What you will do: Beginning with the line containing "Target: rocky outcrop" and continuing through the last line of the items, copy those lines again, swapping "trace" for "draw" and leaving everything else as it is.

··· Dataset rows

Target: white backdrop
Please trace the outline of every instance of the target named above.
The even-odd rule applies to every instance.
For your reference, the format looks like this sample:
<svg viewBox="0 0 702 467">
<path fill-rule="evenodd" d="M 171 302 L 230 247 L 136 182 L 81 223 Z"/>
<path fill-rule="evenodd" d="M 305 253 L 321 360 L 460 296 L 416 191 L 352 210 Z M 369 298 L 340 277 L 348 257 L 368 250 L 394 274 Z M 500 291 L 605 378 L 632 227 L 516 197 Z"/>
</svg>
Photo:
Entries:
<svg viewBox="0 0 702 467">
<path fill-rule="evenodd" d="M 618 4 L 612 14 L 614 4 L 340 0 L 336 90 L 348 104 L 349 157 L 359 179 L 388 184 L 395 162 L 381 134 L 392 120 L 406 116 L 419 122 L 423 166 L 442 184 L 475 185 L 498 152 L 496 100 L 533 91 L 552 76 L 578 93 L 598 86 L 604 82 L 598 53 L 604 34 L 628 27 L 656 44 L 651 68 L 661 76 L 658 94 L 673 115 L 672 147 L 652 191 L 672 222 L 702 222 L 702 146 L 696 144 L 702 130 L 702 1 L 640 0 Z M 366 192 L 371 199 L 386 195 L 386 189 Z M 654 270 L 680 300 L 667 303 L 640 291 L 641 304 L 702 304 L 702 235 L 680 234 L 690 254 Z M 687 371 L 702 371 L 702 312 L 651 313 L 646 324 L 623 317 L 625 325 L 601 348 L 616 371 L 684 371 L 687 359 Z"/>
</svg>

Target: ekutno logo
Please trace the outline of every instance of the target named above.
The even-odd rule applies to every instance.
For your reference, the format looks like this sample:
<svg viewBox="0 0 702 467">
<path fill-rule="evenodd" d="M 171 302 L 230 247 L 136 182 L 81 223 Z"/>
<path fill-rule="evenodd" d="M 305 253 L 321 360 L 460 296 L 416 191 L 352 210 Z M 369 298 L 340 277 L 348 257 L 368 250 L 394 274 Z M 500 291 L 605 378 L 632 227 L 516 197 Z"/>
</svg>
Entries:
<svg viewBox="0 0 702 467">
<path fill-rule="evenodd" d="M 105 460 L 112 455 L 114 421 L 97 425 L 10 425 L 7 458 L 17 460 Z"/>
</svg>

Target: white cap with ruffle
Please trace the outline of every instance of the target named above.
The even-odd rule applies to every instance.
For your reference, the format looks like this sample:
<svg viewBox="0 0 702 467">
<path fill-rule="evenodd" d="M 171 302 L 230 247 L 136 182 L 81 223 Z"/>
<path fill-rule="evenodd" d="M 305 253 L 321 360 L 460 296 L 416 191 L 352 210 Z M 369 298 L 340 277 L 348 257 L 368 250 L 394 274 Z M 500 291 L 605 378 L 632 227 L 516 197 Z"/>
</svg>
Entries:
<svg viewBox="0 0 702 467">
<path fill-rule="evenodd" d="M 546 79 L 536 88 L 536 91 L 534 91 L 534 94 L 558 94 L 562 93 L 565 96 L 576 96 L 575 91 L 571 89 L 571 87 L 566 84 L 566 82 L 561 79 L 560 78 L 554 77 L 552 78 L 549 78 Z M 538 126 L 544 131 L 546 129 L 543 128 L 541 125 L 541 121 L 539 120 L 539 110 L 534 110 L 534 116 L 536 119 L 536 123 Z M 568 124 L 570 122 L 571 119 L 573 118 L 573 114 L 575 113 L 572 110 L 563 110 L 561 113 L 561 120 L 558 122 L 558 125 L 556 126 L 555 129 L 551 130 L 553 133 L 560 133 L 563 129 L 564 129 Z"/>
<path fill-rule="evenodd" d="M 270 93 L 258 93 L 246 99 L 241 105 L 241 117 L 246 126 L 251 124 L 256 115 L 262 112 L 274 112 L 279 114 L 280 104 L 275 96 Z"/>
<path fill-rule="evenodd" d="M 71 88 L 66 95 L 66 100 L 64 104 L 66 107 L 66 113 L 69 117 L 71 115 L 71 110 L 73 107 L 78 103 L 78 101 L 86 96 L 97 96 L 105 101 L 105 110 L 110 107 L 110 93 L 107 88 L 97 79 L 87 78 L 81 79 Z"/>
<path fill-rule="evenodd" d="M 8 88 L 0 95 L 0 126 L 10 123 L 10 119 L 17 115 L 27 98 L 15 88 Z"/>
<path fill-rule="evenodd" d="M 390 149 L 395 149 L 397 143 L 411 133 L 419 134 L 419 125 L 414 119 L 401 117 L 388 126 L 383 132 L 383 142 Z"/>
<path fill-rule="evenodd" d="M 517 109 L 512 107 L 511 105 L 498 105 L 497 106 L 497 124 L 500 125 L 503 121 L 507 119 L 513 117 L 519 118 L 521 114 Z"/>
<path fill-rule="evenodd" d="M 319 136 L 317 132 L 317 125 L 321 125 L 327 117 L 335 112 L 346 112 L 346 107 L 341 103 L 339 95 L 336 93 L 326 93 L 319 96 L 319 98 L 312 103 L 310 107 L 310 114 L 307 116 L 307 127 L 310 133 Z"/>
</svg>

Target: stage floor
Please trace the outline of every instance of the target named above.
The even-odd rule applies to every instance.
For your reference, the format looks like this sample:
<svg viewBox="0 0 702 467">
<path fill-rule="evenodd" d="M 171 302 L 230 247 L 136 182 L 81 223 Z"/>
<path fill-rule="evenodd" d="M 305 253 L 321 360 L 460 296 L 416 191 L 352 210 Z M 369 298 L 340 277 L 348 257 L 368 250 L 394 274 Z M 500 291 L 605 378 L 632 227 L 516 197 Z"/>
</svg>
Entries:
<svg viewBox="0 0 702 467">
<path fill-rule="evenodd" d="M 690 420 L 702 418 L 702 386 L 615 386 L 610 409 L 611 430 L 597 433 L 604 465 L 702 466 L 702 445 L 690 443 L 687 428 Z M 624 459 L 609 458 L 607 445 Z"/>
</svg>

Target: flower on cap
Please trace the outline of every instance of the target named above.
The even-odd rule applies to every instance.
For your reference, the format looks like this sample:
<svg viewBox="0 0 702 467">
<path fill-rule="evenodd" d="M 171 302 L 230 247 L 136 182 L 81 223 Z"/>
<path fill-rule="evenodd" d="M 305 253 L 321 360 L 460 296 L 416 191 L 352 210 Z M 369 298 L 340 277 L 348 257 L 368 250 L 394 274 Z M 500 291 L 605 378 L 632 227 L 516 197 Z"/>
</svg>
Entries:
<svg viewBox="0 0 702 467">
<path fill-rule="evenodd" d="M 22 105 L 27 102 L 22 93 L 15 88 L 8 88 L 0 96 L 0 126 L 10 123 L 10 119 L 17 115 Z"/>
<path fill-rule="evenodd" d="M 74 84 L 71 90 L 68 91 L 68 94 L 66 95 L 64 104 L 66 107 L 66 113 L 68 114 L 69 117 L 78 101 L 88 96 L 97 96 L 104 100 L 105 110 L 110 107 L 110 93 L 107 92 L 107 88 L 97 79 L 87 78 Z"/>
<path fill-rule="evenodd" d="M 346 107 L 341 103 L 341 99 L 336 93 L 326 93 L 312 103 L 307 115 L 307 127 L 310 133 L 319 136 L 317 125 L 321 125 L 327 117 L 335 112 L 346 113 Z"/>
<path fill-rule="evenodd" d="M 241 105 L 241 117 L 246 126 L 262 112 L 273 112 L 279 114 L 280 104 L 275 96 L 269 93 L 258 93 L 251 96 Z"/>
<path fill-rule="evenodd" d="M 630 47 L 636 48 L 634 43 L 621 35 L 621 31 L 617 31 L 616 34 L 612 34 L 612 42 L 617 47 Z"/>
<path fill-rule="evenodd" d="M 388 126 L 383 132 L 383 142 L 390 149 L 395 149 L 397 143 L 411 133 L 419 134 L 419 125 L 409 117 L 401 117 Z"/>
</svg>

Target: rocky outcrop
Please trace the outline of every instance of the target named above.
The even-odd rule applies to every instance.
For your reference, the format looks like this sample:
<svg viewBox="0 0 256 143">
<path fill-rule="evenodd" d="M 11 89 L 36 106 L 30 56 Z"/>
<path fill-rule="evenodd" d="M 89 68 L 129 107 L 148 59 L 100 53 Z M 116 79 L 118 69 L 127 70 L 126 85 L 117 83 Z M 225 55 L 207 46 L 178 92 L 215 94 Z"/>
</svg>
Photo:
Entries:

······

Task answer:
Target: rocky outcrop
Please draw the outline of every instance of the target named above.
The even-odd rule applies to every instance.
For your reference, the format looks like this sample:
<svg viewBox="0 0 256 143">
<path fill-rule="evenodd" d="M 11 89 L 36 106 L 30 56 Z"/>
<path fill-rule="evenodd" d="M 89 68 L 129 107 L 148 59 L 100 53 Z M 116 79 L 118 69 L 127 70 L 126 85 L 117 83 Z M 225 55 L 207 46 L 178 92 L 215 94 Z"/>
</svg>
Photo:
Entries:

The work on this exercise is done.